***** Stored records *****

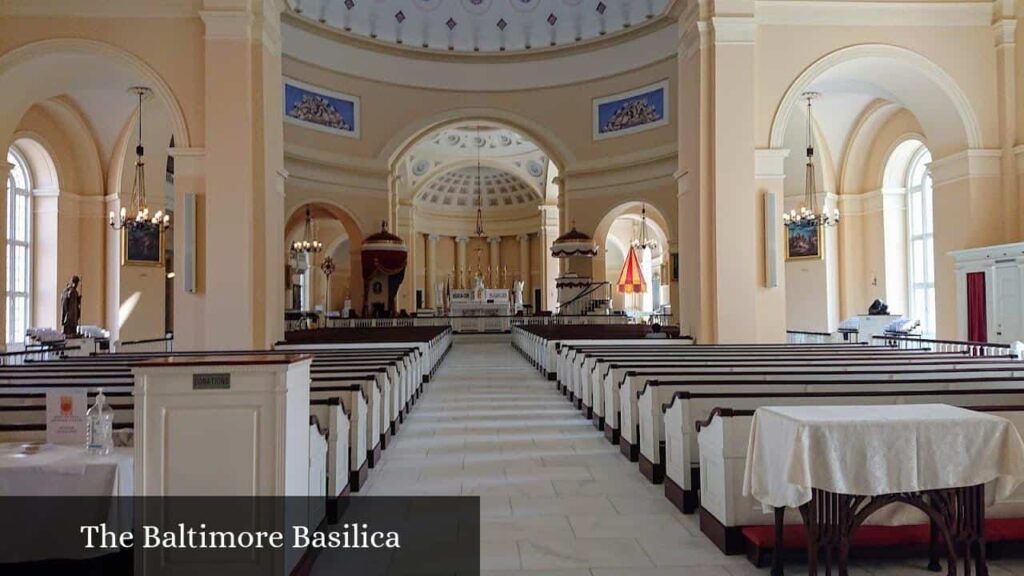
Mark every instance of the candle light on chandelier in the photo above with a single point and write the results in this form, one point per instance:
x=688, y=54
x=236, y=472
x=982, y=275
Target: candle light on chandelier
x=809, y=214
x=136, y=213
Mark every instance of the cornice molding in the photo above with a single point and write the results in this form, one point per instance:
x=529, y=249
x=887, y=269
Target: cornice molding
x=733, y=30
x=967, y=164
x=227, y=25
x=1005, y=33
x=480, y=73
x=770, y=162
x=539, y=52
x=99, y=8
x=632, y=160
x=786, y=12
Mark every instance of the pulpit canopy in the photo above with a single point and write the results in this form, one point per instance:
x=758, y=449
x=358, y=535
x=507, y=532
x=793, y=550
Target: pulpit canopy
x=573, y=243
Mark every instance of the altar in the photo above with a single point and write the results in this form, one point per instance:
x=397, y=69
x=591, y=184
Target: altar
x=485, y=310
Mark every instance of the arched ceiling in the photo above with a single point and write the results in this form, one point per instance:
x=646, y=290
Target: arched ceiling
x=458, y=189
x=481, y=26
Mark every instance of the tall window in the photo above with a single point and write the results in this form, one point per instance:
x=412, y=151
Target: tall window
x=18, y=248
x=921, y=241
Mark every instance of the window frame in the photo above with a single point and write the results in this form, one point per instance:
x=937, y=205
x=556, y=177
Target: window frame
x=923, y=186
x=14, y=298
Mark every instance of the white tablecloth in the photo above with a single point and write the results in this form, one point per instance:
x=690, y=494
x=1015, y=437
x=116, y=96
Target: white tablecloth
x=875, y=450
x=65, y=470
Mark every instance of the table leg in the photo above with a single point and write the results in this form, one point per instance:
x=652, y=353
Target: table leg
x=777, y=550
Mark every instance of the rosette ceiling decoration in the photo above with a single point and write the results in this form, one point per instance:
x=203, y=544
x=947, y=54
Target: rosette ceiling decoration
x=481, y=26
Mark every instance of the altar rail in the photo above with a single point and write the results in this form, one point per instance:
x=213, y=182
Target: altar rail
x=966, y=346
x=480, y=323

*****
***** Stored records *****

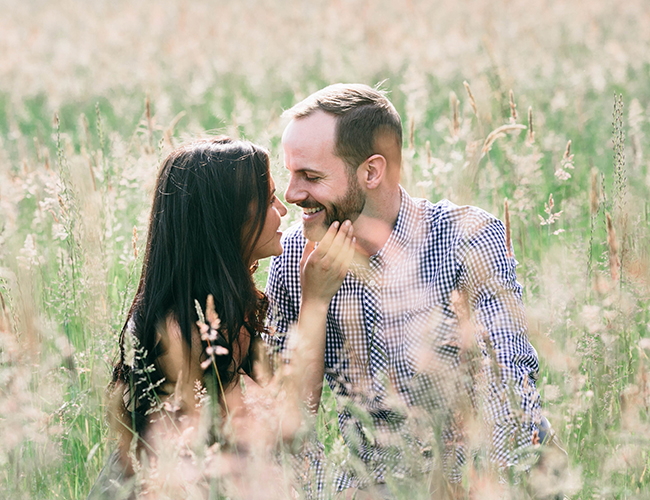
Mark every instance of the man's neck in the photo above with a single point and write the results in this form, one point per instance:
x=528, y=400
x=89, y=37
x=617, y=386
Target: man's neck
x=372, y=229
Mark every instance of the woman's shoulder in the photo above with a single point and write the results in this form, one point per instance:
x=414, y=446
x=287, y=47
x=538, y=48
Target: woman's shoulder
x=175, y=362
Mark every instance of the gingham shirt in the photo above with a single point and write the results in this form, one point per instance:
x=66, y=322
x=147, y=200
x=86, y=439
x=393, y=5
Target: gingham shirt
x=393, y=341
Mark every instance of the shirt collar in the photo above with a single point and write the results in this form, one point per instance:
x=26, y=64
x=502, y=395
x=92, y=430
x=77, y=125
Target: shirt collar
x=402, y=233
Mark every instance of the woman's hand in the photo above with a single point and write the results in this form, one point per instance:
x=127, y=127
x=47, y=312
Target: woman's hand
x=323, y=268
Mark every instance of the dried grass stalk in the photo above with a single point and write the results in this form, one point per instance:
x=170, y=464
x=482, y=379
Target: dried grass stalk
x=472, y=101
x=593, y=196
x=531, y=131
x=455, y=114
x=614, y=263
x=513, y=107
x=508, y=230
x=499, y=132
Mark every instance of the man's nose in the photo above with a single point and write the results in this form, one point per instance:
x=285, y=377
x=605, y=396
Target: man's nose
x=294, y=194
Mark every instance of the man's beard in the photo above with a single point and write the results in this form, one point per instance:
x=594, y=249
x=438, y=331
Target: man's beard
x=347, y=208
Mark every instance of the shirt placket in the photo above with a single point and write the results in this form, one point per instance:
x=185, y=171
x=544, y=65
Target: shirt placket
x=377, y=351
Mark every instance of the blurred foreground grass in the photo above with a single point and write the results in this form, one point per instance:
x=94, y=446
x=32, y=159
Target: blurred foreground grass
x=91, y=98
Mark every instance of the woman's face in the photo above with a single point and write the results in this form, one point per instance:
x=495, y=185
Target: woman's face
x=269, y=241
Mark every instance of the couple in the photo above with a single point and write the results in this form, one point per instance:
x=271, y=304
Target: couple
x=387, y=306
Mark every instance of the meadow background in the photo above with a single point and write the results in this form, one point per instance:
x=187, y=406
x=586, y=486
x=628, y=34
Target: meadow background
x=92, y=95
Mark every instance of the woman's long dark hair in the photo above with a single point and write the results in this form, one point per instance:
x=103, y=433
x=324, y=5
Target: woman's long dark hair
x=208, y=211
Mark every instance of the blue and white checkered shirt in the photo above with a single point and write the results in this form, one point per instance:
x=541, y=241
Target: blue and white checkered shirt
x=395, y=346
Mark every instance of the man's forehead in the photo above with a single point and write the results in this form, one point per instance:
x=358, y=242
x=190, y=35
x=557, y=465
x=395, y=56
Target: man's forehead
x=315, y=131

*****

• _Task requirements_
Copy everything in the records above, without changes, from the line containing "Mark every instance of the meadow" down to the line containing "x=315, y=131", including both of those lines.

• _Task solution_
Mark every instance of the meadow background in the photo above with a single point and write the results in this form, one point per instance:
x=187, y=406
x=586, y=486
x=628, y=34
Target: meadow background
x=92, y=95
Mark every instance of the woman's long dark hair in the photo above with a single point and write the results in this form, one point per instance:
x=103, y=433
x=324, y=5
Target: woman's long dark hair
x=208, y=211
Mark every instance of the blue and white checkered shirt in the photo above with a single point and write the results in this form, one point per instance:
x=541, y=241
Target: blue and white checkered shirt
x=395, y=346
Mark every instance of the man's forehead in the photo above with a single point and write the results in this form, one point per instance:
x=358, y=242
x=190, y=35
x=557, y=465
x=395, y=56
Target: man's forehead
x=315, y=131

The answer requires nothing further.